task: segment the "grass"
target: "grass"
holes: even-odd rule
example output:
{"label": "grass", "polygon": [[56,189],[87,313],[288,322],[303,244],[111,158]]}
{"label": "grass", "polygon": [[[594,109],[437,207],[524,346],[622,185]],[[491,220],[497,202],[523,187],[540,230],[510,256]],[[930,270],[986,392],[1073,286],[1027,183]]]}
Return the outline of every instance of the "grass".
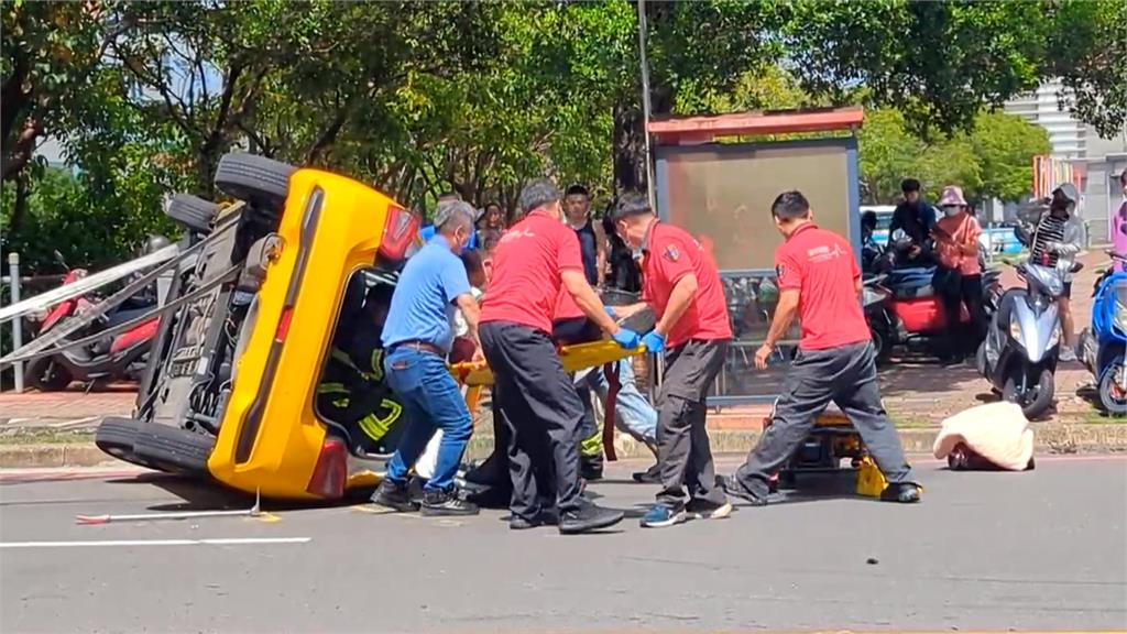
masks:
{"label": "grass", "polygon": [[0,433],[0,446],[73,444],[94,442],[91,431],[59,431],[43,428],[20,428]]}

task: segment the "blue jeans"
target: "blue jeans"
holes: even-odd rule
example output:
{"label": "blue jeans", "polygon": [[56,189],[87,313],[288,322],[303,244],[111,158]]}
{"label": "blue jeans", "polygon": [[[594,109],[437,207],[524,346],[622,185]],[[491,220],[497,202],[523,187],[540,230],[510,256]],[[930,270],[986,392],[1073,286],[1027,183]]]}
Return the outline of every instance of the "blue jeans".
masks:
{"label": "blue jeans", "polygon": [[[657,439],[657,410],[649,404],[649,400],[640,391],[635,382],[633,364],[630,359],[619,361],[619,397],[615,402],[614,422],[619,429],[625,429],[627,433],[639,440],[654,442]],[[611,389],[603,368],[594,368],[587,376],[579,379],[577,387],[594,390],[600,398],[606,399],[606,393]],[[580,389],[580,397],[587,391]],[[585,410],[589,410],[589,400]],[[583,438],[591,438],[598,433],[598,423],[595,421],[594,412],[588,412],[584,416]]]}
{"label": "blue jeans", "polygon": [[383,368],[388,373],[388,387],[399,396],[409,416],[409,426],[388,464],[388,479],[406,483],[407,470],[426,449],[435,430],[441,429],[438,460],[426,490],[453,487],[465,443],[473,432],[473,421],[458,382],[446,369],[446,360],[429,352],[396,347],[384,358]]}

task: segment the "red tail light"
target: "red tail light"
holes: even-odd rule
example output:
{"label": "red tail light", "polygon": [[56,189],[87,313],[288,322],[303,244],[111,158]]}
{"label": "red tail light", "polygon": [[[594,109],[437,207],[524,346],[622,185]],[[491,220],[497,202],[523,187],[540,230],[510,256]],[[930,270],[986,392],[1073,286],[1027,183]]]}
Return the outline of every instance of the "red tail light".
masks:
{"label": "red tail light", "polygon": [[326,500],[339,500],[345,495],[347,478],[348,450],[344,441],[339,438],[326,438],[305,492]]}
{"label": "red tail light", "polygon": [[389,205],[380,240],[380,258],[398,262],[407,257],[407,249],[419,232],[419,217],[401,206]]}
{"label": "red tail light", "polygon": [[287,307],[282,310],[282,318],[278,319],[278,328],[274,331],[274,341],[278,343],[284,343],[285,337],[290,334],[290,319],[293,318],[293,308]]}

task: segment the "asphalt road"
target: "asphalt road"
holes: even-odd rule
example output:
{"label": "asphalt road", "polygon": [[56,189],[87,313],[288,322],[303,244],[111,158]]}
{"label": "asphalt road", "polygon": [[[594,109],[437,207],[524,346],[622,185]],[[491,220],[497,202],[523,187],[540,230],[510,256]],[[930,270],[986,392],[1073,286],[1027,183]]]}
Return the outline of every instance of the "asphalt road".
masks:
{"label": "asphalt road", "polygon": [[[80,513],[183,508],[181,496],[247,503],[165,477],[8,482],[0,631],[1127,628],[1127,460],[917,467],[915,507],[824,490],[727,520],[630,519],[577,537],[514,534],[500,512],[438,521],[348,507],[76,526]],[[635,517],[654,493],[592,490]]]}

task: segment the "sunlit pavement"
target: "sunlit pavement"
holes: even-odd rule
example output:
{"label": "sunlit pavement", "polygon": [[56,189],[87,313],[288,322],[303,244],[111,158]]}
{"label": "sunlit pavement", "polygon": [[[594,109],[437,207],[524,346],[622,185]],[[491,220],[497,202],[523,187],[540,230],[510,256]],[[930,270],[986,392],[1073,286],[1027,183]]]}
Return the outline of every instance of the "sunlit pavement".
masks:
{"label": "sunlit pavement", "polygon": [[6,477],[0,631],[1127,628],[1122,458],[1044,458],[1021,474],[921,461],[915,507],[819,482],[817,495],[669,529],[638,527],[655,487],[623,481],[644,466],[589,487],[632,516],[620,530],[578,537],[511,532],[499,511],[268,503],[257,519],[77,526],[252,501],[121,469]]}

☆ ☆ ☆ ☆ ☆ ☆ ☆

The task :: Reproduce the material above in full and without alteration, but skip all pictures.

Worked solution ::
task: segment the "grass"
target: "grass"
holes: even-odd rule
example output:
{"label": "grass", "polygon": [[56,189],[87,313],[288,322],[303,244],[111,158]]}
{"label": "grass", "polygon": [[[594,109],[437,207],[524,346],[622,185]],[[491,220],[497,202],[523,187],[540,230],[510,256]],[[930,270],[986,392],[1073,286],[1027,183]]]}
Return the outline of every instance of the "grass".
masks:
{"label": "grass", "polygon": [[0,433],[0,446],[73,444],[94,442],[91,431],[59,431],[43,428],[20,428]]}

task: segment the "blue jeans"
target: "blue jeans"
holes: even-odd rule
example output:
{"label": "blue jeans", "polygon": [[56,189],[87,313],[288,322],[303,244],[111,158]]}
{"label": "blue jeans", "polygon": [[[594,109],[437,207],[524,346],[622,185]],[[491,220],[497,202],[523,187],[540,230],[510,256]],[[930,270],[986,392],[1073,286],[1027,183]]]}
Return the outline of every instance of the "blue jeans".
masks:
{"label": "blue jeans", "polygon": [[[657,439],[657,410],[649,404],[649,400],[640,391],[635,382],[633,364],[630,359],[619,361],[619,397],[615,402],[614,422],[619,429],[625,429],[627,433],[639,440],[654,442]],[[611,389],[603,368],[594,368],[587,376],[579,379],[577,387],[594,390],[600,398],[606,399],[606,393]],[[580,389],[580,397],[587,391]],[[585,410],[589,410],[589,400]],[[583,438],[591,438],[598,433],[598,423],[595,421],[594,412],[588,412],[584,416]]]}
{"label": "blue jeans", "polygon": [[383,368],[388,373],[388,387],[399,396],[409,416],[409,426],[388,464],[388,479],[406,483],[407,470],[426,449],[435,430],[441,429],[438,460],[426,490],[453,487],[465,443],[473,432],[473,421],[458,382],[446,369],[446,360],[429,352],[396,347],[384,358]]}

task: segment the "red tail light"
target: "red tail light"
holes: even-odd rule
example output:
{"label": "red tail light", "polygon": [[56,189],[87,313],[288,322],[303,244],[111,158]]}
{"label": "red tail light", "polygon": [[[594,109],[437,207],[524,346],[622,185]],[[491,220],[497,202],[523,187],[540,230],[510,256]],[[930,270],[986,392],[1073,286],[1027,183]]]}
Return the outline of every instance of the "red tail light".
masks:
{"label": "red tail light", "polygon": [[326,500],[339,500],[345,495],[347,478],[348,450],[344,441],[339,438],[326,438],[305,492]]}
{"label": "red tail light", "polygon": [[389,205],[380,240],[380,258],[398,262],[407,257],[407,249],[419,232],[419,217],[401,206]]}
{"label": "red tail light", "polygon": [[287,307],[282,310],[282,318],[278,319],[278,328],[274,331],[274,341],[278,343],[284,343],[285,337],[290,334],[290,319],[293,318],[293,308]]}

task: segment the "asphalt road"
target: "asphalt road"
holes: even-odd rule
example output:
{"label": "asphalt road", "polygon": [[56,189],[87,313],[288,322],[303,244],[111,158]]}
{"label": "asphalt road", "polygon": [[[594,109],[437,207],[524,346],[622,185]],[[491,220],[497,202],[523,187],[540,230],[510,256]],[[930,270],[986,392],[1073,286],[1027,183]]]}
Return the outline of every instance of the "asphalt road".
masks:
{"label": "asphalt road", "polygon": [[[80,513],[183,508],[181,496],[247,503],[165,477],[8,482],[0,631],[1127,628],[1127,460],[917,467],[915,507],[824,490],[727,520],[630,519],[577,537],[514,534],[500,512],[438,521],[348,507],[76,526]],[[635,517],[654,493],[592,490]]]}

task: segment the "sunlit pavement"
target: "sunlit pavement"
holes: even-odd rule
example output:
{"label": "sunlit pavement", "polygon": [[56,189],[87,313],[288,322],[303,244],[111,158]]}
{"label": "sunlit pavement", "polygon": [[[594,109],[437,207],[524,346],[622,185]],[[491,220],[497,202],[523,187],[540,230],[510,256]],[[930,270],[986,392],[1073,286],[1027,183]]]}
Return the outline of every instance of the "sunlit pavement".
masks:
{"label": "sunlit pavement", "polygon": [[6,477],[0,631],[1127,628],[1122,458],[1044,458],[1021,474],[921,461],[915,507],[819,482],[817,495],[669,529],[638,527],[655,487],[623,481],[644,466],[589,487],[632,516],[620,530],[578,537],[511,532],[499,511],[268,503],[257,519],[77,526],[252,501],[121,469]]}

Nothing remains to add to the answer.